Skip to content
All posts
Engineering

Word↔PDF round-trip fidelity — what we learned

By Docverix Engineering9 min read

The round-trip test is brutal: take a .docx, convert to PDF, convert that PDF back to .docx, then diff the result against the original. Headings re-classify as body text. Lists become run-on paragraphs. Tables become tab-separated mush. Bold works sometimes and fails sometimes — even within the same document. We've been working on closing that gap, and this post is the inventory of what was breaking, what we measured, and what specifically fixed each class of drift.

The honest starting metrics

On a 12-document test corpus (mix of memos, reports, and tax forms), the original PDF↔Word implementation scored:

  • Body words preserved: 100%
  • Headings correctly classified: 47%
  • Bold runs detected: 60%
  • Italic runs detected: 41%
  • Tables reconstructed structurally: 33%
  • Bullet/numbered list items preserved: 78%

Body text was the easy half — pdfjs gives you the words and their positions. The hard half was everything around the words: the structure that makes a document a document, not a stream of text fragments.

Heading detection

PDFs don't have a concept of "this paragraph is an H1." They have font-sized text at coordinates. So we built a font-size histogram per document and labelled the top three modes as H1/H2/H3 (with simple bold-bias for cases where the H1 is the same size as body but bolder).

━━━━━━━━━━━━━━━━━━━━━━━━━━━━━━

■ Problem to work on:
Answer these questions from the round-trip fidelity post:
1. How many documents made up the test corpus, and what kinds of documents were they?
2. What share of headings did the original implementation classify correctly?
3. What did the team label as H1/H2/H3 when detecting headings?

■ Supplied information:
━━━━━━━━━━━━━━━━━━━━━━━━━━━━━━

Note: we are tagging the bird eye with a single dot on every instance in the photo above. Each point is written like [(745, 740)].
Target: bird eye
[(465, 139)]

━━━━━━━━━━━━━━━━━━━━━━━━━━━━━━

■ The solution:
1. Twelve documents, a mix of memos, reports, and tax forms.
2. 47%.
3. The top three modes of a per-document font-size histogram, with a simple bold bias for cases where the H1 is the same size as body text but bolder.